◆ EXCERPT TO READ

--- begin ---

Lots of things to consider.


----------



## Todd (Mar 2, 2006)

Boy am I glad I don't have this problem anymore! Iv'e had my new stove for 3 weeks and the glass stays spotless no matter how I burn it.

My old stove glass always cleaned up good with windex.


----------



## Sandor (Mar 2, 2006)

Ya have to wonder. If the glass is mucked up, what does the chimney look like?

Have friends with an insert, and the glass is black. No liner, poor draft, lousy fires.

When I burnt a Regency, I used a product called Fireview, and it worked great. Now that I burn a Woodstock, I have no issues.

The womens VC Resolute Acclaim needs the Windex treatment every few weeks. Nothing major, nice stove. Any more buildup then that, there are problems.


----------



## Rhone (Mar 3, 2006)

I've tried a lot of things, and the only thing that I've found works with success is the Rutland Hearth & Grill Glass Cleaner.  It is in a totally different category over the other products I've tried.  

Put some of that on a paper towel, use A LOT of elbow grease, and it actually comes off much easier than anything else I've tried.  There is no magic, no matter what it's not like you just put it on, wait 3 minutes, and then just wipe it off.  That carbon desposit always needs some serious elbow grease.  At least the thin areas clean up easily, the medium thickness needs a some elbow grease, and the thick areas are always very difficult even with the Rutland Polish.  But, it cut the cleaning of my glass down to about 15-20 minutes where previously I was over an hour.  When I get a good fire going and it's cleaned some of the carbon deposits, a quick cleaning with the polish is usually all it takes except for the extreme edges of my glass.  I leave that for spring time and just leave them thick black.  Going for total clean is just not a battle worth fighting IMHO as the very edges always turn just as black again in a few days.


----------



## ERPARKER (Mar 3, 2006)

Sandor said:
			
		

> Ya have to wonder. If the glass is mucked up, what does the chimney look like?



Question for the experienced burners:  How well does creosote build-up in the firebox, that you can see, reflect the build-up in the flue, that you can't see?  My firebox is clean and I have very little build-up on my glass.  Is this a strong indication that my flue is relatively clean as well?  I'm not going to skip a post-season cleaning but, as someone else mentioned, I'd sleep a little better.


----------



## Rob From Wisconsin (Mar 3, 2006)

Rob From Wisconsin said:
			
		

> babalu87 said:
> 
> 
> 
> ...


Gave it a try myself, and it works great!!
Better than the Rutland stuff I always use!!
Requires hardly less elbow grease to clean glass.
I'm sold on it for now.....


----------



## the_guad (Mar 3, 2006)

I use a trick that I learned for my car.  I call it wall papering:

Get paper towels and wet them with stove glass cleaner (brand of your choice)

--- end ---

◆ DATA LINES

--- begin ---

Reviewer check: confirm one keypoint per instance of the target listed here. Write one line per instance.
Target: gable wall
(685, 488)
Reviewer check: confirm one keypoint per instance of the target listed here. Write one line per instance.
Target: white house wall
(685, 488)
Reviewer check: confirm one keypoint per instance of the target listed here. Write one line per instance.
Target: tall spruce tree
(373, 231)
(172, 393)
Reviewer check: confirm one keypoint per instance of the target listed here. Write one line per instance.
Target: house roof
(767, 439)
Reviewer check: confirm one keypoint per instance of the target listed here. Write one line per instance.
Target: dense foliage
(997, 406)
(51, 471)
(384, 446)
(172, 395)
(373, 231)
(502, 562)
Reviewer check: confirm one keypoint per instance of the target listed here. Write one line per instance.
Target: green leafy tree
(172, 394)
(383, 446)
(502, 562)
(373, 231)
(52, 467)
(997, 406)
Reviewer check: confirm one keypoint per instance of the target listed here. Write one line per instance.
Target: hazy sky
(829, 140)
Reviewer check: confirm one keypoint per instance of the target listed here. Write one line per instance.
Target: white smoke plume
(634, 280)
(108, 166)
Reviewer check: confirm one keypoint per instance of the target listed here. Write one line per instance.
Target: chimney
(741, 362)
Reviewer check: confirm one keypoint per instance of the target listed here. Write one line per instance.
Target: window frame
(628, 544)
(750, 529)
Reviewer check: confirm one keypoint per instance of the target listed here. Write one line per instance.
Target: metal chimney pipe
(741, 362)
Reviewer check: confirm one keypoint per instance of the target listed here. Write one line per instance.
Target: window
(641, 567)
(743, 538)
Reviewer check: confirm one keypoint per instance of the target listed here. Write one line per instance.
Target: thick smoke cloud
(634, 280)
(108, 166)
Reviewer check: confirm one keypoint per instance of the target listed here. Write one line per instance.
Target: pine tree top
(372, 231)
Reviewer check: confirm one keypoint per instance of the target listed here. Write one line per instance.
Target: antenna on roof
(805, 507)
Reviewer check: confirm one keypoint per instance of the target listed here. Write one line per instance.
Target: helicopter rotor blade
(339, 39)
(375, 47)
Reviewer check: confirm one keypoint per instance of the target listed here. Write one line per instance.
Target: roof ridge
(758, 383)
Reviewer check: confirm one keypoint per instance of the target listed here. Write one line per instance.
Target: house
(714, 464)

--- end ---

◆ DIRECTIONS
a: Duplicate the stove glass thread from "My old stove" to "have no issues.".
b: Which usernames head the posts in the stove glass thread?
c: Resume the thread on cleaning stove glass, continuing on from its last line.
This listing comes from a separate source and has no connection to the stove glass thread.

◆ ANSWERS TO EACH TASK
a:
My old stove glass always cleaned up good with windex.


----------



## Sandor (Mar 2, 2006)

Ya have to wonder. If the glass is mucked up, what does the chimney look like?

Have friends with an insert, and the glass is black. No liner, poor draft, lousy fires.

When I burnt a Regency, I used a product called Fireview, and it worked great. Now that I burn a Woodstock, I have no issues.

b: Todd, Sandor, Rhone, ERPARKER, Rob From Wisconsin, the_guad

c:
Stick them to window strip by strip

Continue to do this till you've covered the window with the wetted paper towels

Once the window is completely covered rewet them and wait a few minutes

Before the paper dries out remove the towels and wipe away excess buildup

Burn a nice hot fire so this doesn't happen and make sure your gasket seals  well.


----------



## Woodburner (Mar 3, 2006)

Note to HearthStone owners...the IR coating is on the outside, not the inside!  I use wet soggy newspapers and ashes when the glass needs to be cleaned. Usually about 2 times a year.


----------



## MountainStoveGuy (Mar 3, 2006)

Woodburner said:
			
		

> Note to HearthStone owners...the IR coating is on the outside, not the inside!  I use wet soggy newspapers and ashes when the glass needs to be cleaned. Usually about 2 times a year.



I stand corrected, good call.


----------



## Todd (Mar 4, 2006)

MountainStoveGuy said:
			
		

> Woodburner said:
> 
> 
> 
> ...



What the heck is "IR" coating? Now I'm worried that my glass was put on the wrong way when I replaced my glass gaskets!


----------



## Shane (Mar 4, 2006)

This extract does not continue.